Exercise requirements:
[a] Reproduce the article on storytelling in prejudiced settings from "Prejudice is a" to "something humans do.".
[b] In the article on storytelling in prejudiced settings below, which historical setting is the steampunk genre said to be largely based on?
[c] Summarize the article on storytelling in prejudiced settings in two sentences.

Telling a Story in a Prejudiced Setting

Prejudice is a part of human society, and some eras were just awful. However, we still want to tell stories in those time periods. The steampunk genre is based largely on Victorian England, a time when being female was enough for people to assume you were a mentally infirm child. High fantasy is clearly inspired by Medieval Europe, where belonging to a non-majority religion meant your family could be “purged.” Even when creating a world from scratch, prejudice will exist* because it’s just something humans do.

So how do we show settings as the prejudiced places they are without making the story itself prejudiced?

Make a Story That Drives Change

You know what makes an awesome story? Revolution. Your setting could start with terrible prejudice against a certain group, but there’s no reason it has to stay that way. For as long as there has been injustice, people have been standing up against it. Revolutions can take the form of violent uprisings, cloak and dagger political maneuvering, or popular protest movements. Any of those makes for a great plot.

Material:

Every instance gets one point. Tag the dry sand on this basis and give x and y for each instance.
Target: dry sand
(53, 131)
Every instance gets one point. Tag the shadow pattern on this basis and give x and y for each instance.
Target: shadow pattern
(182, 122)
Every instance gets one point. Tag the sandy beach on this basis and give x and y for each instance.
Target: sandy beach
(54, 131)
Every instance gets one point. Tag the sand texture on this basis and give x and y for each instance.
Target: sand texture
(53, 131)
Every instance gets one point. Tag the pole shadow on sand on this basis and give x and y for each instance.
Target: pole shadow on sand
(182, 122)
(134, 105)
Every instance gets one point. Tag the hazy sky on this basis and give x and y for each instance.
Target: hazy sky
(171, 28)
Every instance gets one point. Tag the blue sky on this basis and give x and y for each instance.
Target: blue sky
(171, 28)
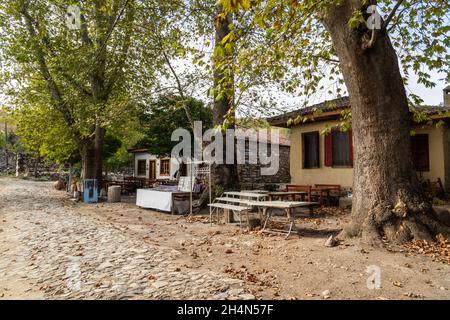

Task answers:
[a]
Prejudice is a part of human society, and some eras were just awful. However, we still want to tell stories in those time periods. The steampunk genre is based largely on Victorian England, a time when being female was enough for people to assume you were a mentally infirm child. High fantasy is clearly inspired by Medieval Europe, where belonging to a non-majority religion meant your family could be “purged.” Even when creating a world from scratch, prejudice will exist* because it’s just something humans do.

[b] Victorian England.

[c] Prejudice is part of human society, and the eras that inspire genres such as steampunk and high fantasy were often awful, yet writers still want to set stories there. One way to show such settings without making the story itself prejudiced is to build the plot around a revolution against injustice, whether a violent uprising, political maneuvering, or a popular protest movement.